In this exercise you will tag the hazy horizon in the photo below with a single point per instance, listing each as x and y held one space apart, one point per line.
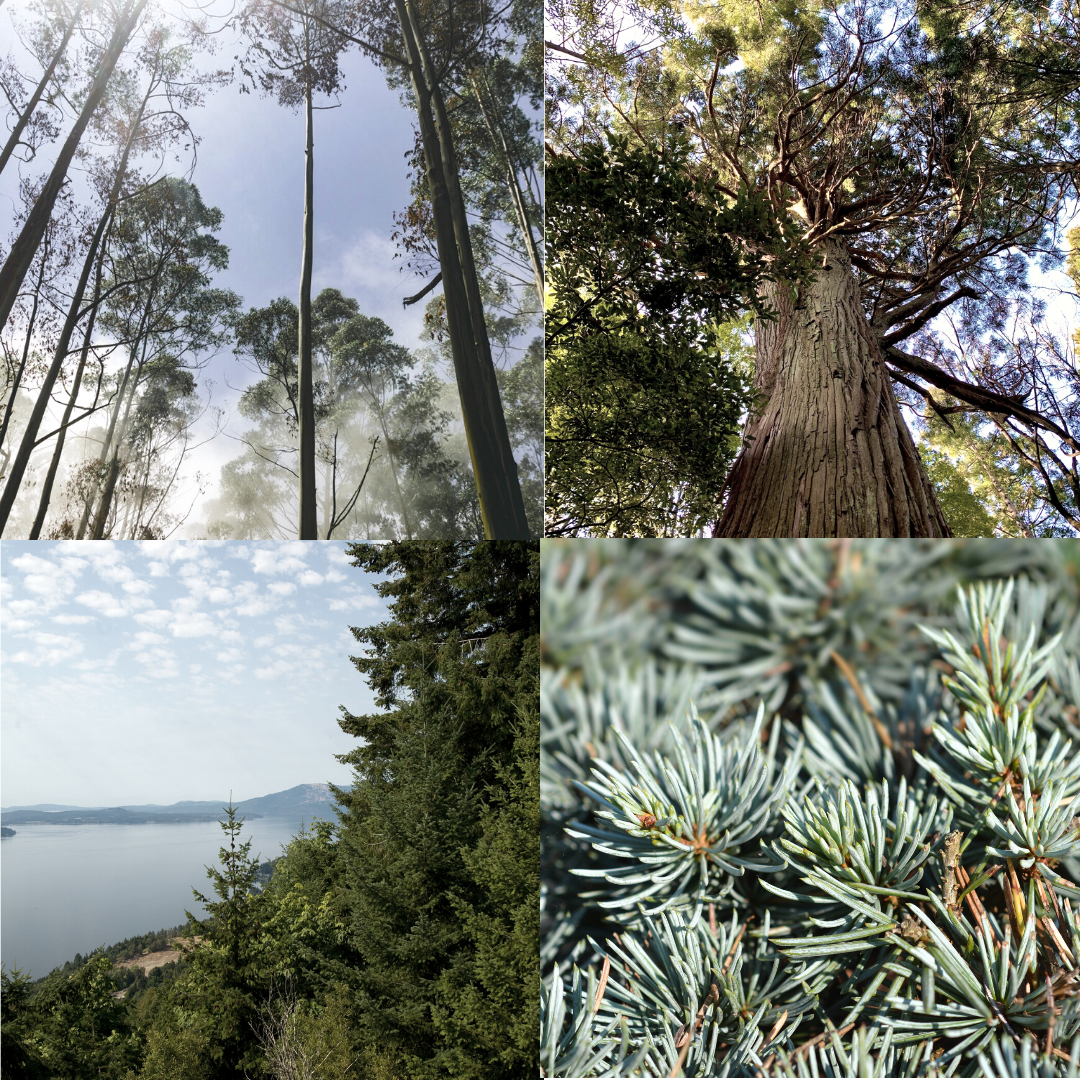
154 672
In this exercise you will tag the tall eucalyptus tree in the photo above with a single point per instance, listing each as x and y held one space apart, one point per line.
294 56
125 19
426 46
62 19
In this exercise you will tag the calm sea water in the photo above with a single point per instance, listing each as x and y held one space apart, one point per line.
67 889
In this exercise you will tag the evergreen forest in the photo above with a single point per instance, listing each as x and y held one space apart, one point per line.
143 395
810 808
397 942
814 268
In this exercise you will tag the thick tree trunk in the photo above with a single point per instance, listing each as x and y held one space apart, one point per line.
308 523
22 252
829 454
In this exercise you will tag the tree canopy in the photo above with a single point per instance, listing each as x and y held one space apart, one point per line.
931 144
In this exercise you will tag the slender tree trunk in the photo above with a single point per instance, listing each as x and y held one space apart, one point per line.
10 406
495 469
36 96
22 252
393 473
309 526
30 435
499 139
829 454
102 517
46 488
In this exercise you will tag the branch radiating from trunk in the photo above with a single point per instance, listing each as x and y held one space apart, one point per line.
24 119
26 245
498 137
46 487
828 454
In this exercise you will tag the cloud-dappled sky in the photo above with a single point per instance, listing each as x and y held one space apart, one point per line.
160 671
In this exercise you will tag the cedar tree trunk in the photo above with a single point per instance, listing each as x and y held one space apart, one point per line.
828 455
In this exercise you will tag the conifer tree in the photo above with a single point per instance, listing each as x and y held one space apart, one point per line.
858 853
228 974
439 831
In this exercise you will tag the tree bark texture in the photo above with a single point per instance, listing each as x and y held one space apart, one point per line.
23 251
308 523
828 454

☆ ☆ ☆ ☆ ☆

§ **Exercise details**:
Rewrite the part of the items that opens with the line containing "In this exercise you will tag the cedar" and closes at the end of the items, including the requests. Multiply every coordinate in the answers by 0.85 and round to whole numbers, with halves rounded up.

§ **Answer to this exercise**:
In this exercise you will tag the cedar tree trunk in the photo above with a single point per instance, listing each as x and y held one space apart, one point per line.
704 387
In this exercise you will tag the conifer tree in the photo above with a single point per instance, listing each as x and y held one space apart, one point per line.
729 725
194 828
373 706
In this exercise you will tag the tree bark texture in the photo above with a single point per instance, listing each as x and y held one space apart, one point per line.
20 213
262 445
704 386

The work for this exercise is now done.